Set task:
Quote the data below word for word, keeping every line as it appears.

━━ Data extract

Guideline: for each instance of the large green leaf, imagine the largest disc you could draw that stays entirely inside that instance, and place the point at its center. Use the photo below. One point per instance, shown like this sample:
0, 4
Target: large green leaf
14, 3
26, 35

━━━━

Response to this exercise:
Guideline: for each instance of the large green leaf, imagine the largest disc you could draw that stays entirely inside that instance, and place the point at its center. Use the photo below. One point per instance, shown like this sample:
0, 4
Target: large green leaf
14, 3
26, 35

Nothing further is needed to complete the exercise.